Return the lines below unchanged, character for character.
>> begin Raw data
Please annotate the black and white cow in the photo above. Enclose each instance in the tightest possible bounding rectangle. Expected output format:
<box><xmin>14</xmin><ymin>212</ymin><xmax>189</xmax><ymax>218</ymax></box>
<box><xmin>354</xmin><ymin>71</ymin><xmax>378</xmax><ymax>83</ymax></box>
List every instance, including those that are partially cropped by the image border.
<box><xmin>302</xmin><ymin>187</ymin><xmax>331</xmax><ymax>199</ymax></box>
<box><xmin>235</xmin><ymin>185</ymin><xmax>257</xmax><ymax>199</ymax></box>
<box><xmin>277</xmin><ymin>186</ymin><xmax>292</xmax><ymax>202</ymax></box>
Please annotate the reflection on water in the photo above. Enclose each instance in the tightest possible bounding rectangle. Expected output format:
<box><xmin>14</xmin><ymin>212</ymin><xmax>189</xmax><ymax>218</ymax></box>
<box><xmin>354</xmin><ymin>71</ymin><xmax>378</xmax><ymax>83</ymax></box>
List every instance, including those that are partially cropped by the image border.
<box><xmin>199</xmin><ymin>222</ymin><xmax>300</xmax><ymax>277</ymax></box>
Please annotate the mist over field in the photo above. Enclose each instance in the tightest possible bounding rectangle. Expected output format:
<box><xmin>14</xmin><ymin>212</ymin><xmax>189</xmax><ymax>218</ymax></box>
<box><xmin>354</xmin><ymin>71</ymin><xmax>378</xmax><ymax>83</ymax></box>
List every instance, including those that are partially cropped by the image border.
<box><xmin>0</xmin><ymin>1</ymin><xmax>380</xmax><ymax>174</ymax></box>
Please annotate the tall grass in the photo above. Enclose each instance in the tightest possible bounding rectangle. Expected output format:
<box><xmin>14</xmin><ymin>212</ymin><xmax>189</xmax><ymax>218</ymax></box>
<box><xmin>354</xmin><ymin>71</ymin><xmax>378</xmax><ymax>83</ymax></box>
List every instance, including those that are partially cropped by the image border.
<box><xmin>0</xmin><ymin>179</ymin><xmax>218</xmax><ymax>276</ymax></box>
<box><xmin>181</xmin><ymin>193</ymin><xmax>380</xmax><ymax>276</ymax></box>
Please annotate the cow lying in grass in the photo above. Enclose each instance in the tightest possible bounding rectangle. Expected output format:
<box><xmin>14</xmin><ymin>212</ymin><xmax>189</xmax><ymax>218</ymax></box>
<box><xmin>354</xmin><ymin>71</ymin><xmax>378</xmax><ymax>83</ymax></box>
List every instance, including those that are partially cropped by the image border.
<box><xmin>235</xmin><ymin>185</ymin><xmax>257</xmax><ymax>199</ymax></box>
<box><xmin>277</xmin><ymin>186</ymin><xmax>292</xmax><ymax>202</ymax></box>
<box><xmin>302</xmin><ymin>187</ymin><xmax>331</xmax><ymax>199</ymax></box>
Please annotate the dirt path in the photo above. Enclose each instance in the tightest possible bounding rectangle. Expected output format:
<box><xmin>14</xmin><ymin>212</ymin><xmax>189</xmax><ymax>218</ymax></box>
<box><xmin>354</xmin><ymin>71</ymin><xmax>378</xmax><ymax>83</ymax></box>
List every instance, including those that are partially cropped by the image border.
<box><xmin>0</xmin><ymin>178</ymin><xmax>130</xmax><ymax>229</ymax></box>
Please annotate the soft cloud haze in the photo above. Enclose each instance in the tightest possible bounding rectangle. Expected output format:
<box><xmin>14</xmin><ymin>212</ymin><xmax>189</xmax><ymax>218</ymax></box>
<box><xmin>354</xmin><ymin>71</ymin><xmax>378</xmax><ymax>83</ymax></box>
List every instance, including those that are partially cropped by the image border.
>> end Raw data
(Response to the exercise)
Please annotate the black and white cow in the photo above. Enclose each instance in the tightest possible bounding rectangle. Expected output format:
<box><xmin>14</xmin><ymin>212</ymin><xmax>189</xmax><ymax>218</ymax></box>
<box><xmin>354</xmin><ymin>71</ymin><xmax>378</xmax><ymax>83</ymax></box>
List every instance, including those that are partially cropped by the image border.
<box><xmin>302</xmin><ymin>187</ymin><xmax>331</xmax><ymax>199</ymax></box>
<box><xmin>235</xmin><ymin>185</ymin><xmax>257</xmax><ymax>199</ymax></box>
<box><xmin>277</xmin><ymin>186</ymin><xmax>292</xmax><ymax>202</ymax></box>
Please annotate the reflection on water in the photo above. Enclose each instance in the tightest possible bounding rectangle. Expected output format:
<box><xmin>14</xmin><ymin>212</ymin><xmax>189</xmax><ymax>218</ymax></box>
<box><xmin>354</xmin><ymin>71</ymin><xmax>378</xmax><ymax>83</ymax></box>
List every instance, including those that are partially cropped by the image border.
<box><xmin>199</xmin><ymin>222</ymin><xmax>300</xmax><ymax>277</ymax></box>
Please annotate the mist over field in the photo above. Enclose each instance in the tightest possible bounding rectangle. Expected output format:
<box><xmin>14</xmin><ymin>212</ymin><xmax>189</xmax><ymax>218</ymax></box>
<box><xmin>354</xmin><ymin>71</ymin><xmax>378</xmax><ymax>83</ymax></box>
List every instance, including those that are partially cropped by the image border.
<box><xmin>0</xmin><ymin>1</ymin><xmax>380</xmax><ymax>174</ymax></box>
Please annotate the tall grass in the photo above. Enclose each instance in the tightest possible bounding rectangle. Expected output format:
<box><xmin>14</xmin><ymin>212</ymin><xmax>189</xmax><ymax>218</ymax></box>
<box><xmin>354</xmin><ymin>71</ymin><xmax>378</xmax><ymax>83</ymax></box>
List every instance, including those that are partially cropped by the image border.
<box><xmin>0</xmin><ymin>179</ymin><xmax>218</xmax><ymax>276</ymax></box>
<box><xmin>181</xmin><ymin>193</ymin><xmax>380</xmax><ymax>276</ymax></box>
Please annotate the cow lying in grass in the photo above. Enclose each instance in the tightest possible bounding rectangle. Expected output format:
<box><xmin>14</xmin><ymin>212</ymin><xmax>189</xmax><ymax>218</ymax></box>
<box><xmin>354</xmin><ymin>71</ymin><xmax>378</xmax><ymax>83</ymax></box>
List every instance, including those that are partially cropped by the image border.
<box><xmin>235</xmin><ymin>185</ymin><xmax>257</xmax><ymax>199</ymax></box>
<box><xmin>277</xmin><ymin>186</ymin><xmax>292</xmax><ymax>202</ymax></box>
<box><xmin>302</xmin><ymin>187</ymin><xmax>331</xmax><ymax>199</ymax></box>
Please annotate the dirt path in the photo above. Enclose each instance in the tightest possible bounding rectangle. Expected output format:
<box><xmin>14</xmin><ymin>212</ymin><xmax>189</xmax><ymax>218</ymax></box>
<box><xmin>354</xmin><ymin>71</ymin><xmax>378</xmax><ymax>83</ymax></box>
List every instance, including those that are partially cropped by the image border.
<box><xmin>0</xmin><ymin>178</ymin><xmax>130</xmax><ymax>229</ymax></box>
Please annotate the soft cloud haze in the photo above. Enclose each instance in the tightest possible bounding rectangle. Expected output format:
<box><xmin>14</xmin><ymin>212</ymin><xmax>189</xmax><ymax>218</ymax></box>
<box><xmin>354</xmin><ymin>71</ymin><xmax>378</xmax><ymax>83</ymax></box>
List every instance, including those that are partially cropped by the image border.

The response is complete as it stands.